* Required tasks *
1. Reproduce the passage of the hot-Christmas blog post starting with "Or, why is the" and going on through "the way home.".
2. Extend the hot-Christmas blog post, picking up after its final sentence.

* Selected extract *
Or, why is the grass always greener?
As I write this post today, the 19th December, the forecast temperature is 43 degrees, (that’s 109.4 in Fahrenheit). Should we reach this figure, it will be the hottest day in December in South Australia for 80 years. I will say that this is considered very hot, and truly out of the ordinary. Sylvie is at her last day of holiday tennis clinic today. Due to the heat, they have begun at 8am and the children shall finish by 10.30 am, flushed and over-warm. The tennis coaches will spray the students with bottles of iced water and there will be frequent breaks for re-hydration. After the class ends, we will climb into the car and blast the air conditioning to MAX. The steering wheel and seats will be hot to the touch. In the back of my mind, there is the nagging fear of the threat of bushfires. Sylvie will sing “Jingle bells” all the way home.
We dream of one day experiencing a White Christmas, to dash through the snow in a ‘one horse open sleigh’… Sylvie’s number one childhood Christmas fantasy would be to build a snowman… I would enjoy waking to see a blanket of white around me, and to see once again, some snowflakes falling (I first saw snowflakes fall this year, I was delighted to discover they were magically SILENT).
The festive spirit is strong in our household, and, amongst the traditional Christmas carols we play in high rotation, we delight in classic American Christmas songs; swingin’ Frank Sinatra’s version of “Jingle bells”, the eternally elegant Nat King Cole singing ” The Christmas song” and it’s just not Christmas for us without Perry Como telling us that “It’s beginning to look a lot like Christmas”. And my personal favourite… “Winter wonderland”.

* Extracted records *
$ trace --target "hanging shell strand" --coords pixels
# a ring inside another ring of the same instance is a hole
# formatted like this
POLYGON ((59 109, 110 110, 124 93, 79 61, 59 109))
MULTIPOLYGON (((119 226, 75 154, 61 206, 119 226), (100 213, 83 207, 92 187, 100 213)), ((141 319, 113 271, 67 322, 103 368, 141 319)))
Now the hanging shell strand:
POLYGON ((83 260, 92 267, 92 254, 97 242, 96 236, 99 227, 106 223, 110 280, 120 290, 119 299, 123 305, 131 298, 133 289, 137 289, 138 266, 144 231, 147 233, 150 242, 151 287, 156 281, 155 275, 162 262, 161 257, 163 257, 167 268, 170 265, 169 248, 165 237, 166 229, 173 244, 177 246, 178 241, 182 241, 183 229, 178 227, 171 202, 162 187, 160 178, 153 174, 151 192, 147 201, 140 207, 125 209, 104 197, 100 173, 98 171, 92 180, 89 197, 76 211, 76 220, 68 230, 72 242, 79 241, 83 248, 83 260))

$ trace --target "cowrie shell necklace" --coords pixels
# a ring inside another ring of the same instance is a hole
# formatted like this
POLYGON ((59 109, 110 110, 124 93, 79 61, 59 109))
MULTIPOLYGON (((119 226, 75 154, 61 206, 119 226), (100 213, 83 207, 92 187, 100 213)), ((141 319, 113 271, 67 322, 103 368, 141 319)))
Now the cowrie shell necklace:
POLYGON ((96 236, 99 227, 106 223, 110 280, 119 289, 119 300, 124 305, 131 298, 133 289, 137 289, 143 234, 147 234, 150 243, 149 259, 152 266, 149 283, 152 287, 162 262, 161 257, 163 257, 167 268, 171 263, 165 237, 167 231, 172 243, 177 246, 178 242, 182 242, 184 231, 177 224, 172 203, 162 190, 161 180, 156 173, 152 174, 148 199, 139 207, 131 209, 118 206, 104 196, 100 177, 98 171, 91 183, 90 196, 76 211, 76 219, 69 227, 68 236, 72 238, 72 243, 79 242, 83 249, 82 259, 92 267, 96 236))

* Answers to the exercises *
1.
Or, why is the grass always greener?
As I write this post today, the 19th December, the forecast temperature is 43 degrees, (that’s 109.4 in Fahrenheit). Should we reach this figure, it will be the hottest day in December in South Australia for 80 years. I will say that this is considered very hot, and truly out of the ordinary. Sylvie is at her last day of holiday tennis clinic today. Due to the heat, they have begun at 8am and the children shall finish by 10.30 am, flushed and over-warm. The tennis coaches will spray the students with bottles of iced water and there will be frequent breaks for re-hydration. After the class ends, we will climb into the car and blast the air conditioning to MAX. The steering wheel and seats will be hot to the touch. In the back of my mind, there is the nagging fear of the threat of bushfires. Sylvie will sing “Jingle bells” all the way home.

2.
So it’s Christmas time; and like many across the world, we’re wrapping presents, writing cards and switching on the Christmas tree lights every night, but unlike the music that we listen to that describes a snowy outdoors, and which defines so much of our modern Christmases; (“Baby, it’s cold outside”), for us in the Antipodes, ‘Baby, it’s hot outside’.
We discuss our intended menu for Christmas Day, whilst hearing about sleigh bells ringing and snow that is glistening. A balmy 27 degrees (80.6 F) is expected on the 25th, and we shall eat our Christmas luncheon on the deck outside, looking out over the hills at the parched paddocks. No Christmas pud, too hot, too rich. Fruit salad for dessert instead. In the late afternoons, the heat distorts our view of the horizon as it ripples up from the land and rises to the skies above. Should the hot winds stay away we will return to the deck at the end of the day to observe the spectacular sunset.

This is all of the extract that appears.